■ **PROBLEM STATEMENT**
Convert the records below into a JSON list of strings, one string per line and no blank lines. Leave out the pictures.

** Begin RECORD EXTRACTS **

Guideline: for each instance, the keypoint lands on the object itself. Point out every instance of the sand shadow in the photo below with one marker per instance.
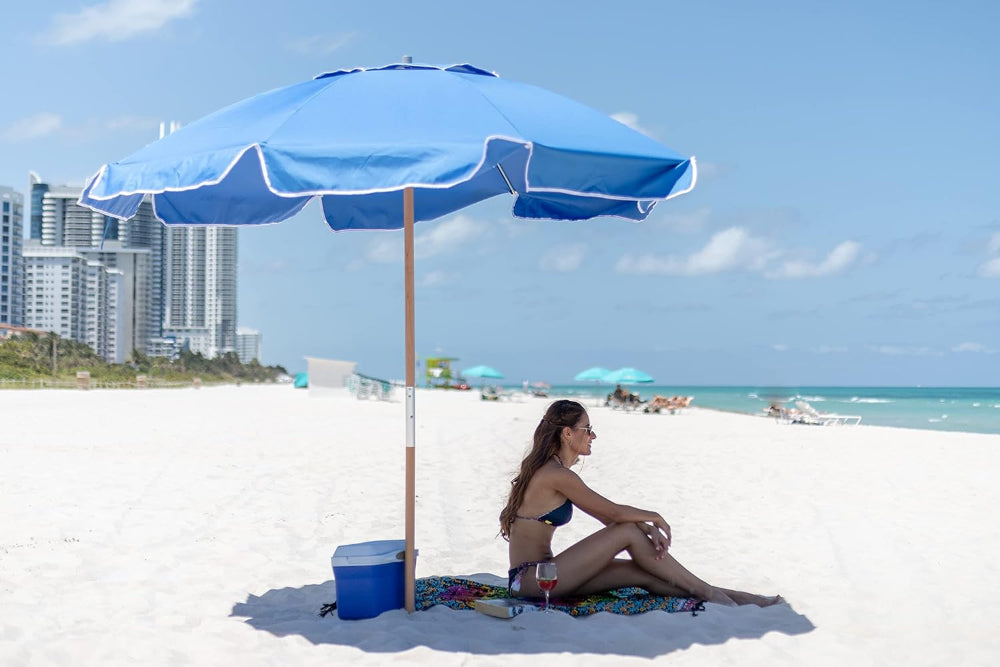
(295, 611)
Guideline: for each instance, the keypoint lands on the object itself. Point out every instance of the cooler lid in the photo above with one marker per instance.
(378, 552)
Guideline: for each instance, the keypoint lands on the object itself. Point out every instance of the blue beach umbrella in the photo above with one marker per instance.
(385, 147)
(628, 376)
(482, 372)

** End RECORD EXTRACTS **

■ **FULL ANSWER**
[
  "Guideline: for each instance, the keypoint lands on the object itself. Point out every instance of the sand shadow in the photo below with one marker per instance.",
  "(295, 611)",
  "Guideline: for each instance, the keypoint lands on the object itself. Point out every instance of the cooler lid in the photo above with one marker per instance.",
  "(378, 552)",
  "Guideline: for each instance, the keypoint lands on the object itself. Point out every instance of the blue beach umbrella in the photo above with one marker per instance.",
  "(385, 147)",
  "(628, 376)",
  "(482, 372)"
]